What you need to do:
Please return every line below that contains the string "wall".

Supplied records:
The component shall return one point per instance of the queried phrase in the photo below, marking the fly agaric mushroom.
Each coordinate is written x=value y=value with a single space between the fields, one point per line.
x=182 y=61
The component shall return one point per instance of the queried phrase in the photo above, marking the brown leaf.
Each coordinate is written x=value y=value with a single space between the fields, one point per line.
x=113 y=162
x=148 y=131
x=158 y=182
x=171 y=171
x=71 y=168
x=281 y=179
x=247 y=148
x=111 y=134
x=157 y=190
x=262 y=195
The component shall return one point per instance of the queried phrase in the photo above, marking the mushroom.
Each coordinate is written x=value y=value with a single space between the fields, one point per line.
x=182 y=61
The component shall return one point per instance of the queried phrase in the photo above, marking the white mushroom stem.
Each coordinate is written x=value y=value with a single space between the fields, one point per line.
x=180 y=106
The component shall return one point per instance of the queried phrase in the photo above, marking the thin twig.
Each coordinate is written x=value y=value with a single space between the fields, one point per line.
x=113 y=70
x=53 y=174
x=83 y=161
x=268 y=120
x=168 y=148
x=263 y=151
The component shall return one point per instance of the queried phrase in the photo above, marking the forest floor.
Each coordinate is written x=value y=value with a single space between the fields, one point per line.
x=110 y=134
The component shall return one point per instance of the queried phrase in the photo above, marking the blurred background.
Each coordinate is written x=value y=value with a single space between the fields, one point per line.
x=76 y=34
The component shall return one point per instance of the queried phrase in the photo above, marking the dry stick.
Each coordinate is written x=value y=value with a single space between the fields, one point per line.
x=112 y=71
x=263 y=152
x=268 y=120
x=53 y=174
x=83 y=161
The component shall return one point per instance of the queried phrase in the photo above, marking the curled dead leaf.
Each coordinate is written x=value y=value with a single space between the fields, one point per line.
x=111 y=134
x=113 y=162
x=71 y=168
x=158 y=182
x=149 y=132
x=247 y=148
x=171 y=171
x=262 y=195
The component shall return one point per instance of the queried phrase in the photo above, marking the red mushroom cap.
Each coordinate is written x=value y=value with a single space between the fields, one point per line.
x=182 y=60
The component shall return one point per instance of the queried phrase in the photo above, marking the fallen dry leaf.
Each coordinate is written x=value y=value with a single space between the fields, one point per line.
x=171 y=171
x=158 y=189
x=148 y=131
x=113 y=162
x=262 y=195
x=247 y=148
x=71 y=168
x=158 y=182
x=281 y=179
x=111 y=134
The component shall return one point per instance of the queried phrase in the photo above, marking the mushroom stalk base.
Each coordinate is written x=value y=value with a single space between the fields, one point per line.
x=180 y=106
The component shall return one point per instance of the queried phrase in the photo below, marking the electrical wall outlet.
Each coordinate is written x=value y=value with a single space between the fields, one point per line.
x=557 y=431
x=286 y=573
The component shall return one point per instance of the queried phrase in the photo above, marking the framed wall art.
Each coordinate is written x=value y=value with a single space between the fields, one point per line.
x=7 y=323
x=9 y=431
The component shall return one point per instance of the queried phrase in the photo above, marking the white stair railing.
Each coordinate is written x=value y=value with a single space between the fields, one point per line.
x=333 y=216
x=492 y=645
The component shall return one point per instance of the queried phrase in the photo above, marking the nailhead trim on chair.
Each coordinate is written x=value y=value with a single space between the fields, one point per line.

Solution to this task:
The component shall return one point per instance of the queried phrase in the photo below, marking the electrical wall outlet.
The component shall return one point per instance of the queried phrase in the photo above, marking the framed wall art.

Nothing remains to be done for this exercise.